| DATA SHOWN |
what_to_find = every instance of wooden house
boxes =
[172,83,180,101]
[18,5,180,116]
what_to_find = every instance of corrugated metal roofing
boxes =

| GIVEN TASK |
Express the data above as a Markdown table with the columns Nr and Line, one row per non-blank line, where Nr is the row number and Line holds that line.

| REPLY |
| Nr | Line |
|---|---|
| 1 | what_to_find = every instance of wooden house |
| 2 | boxes = |
| 3 | [172,83,180,101] |
| 4 | [18,5,180,116] |
| 5 | what_to_find = every instance of corrugated metal roofing |
| 6 | boxes = |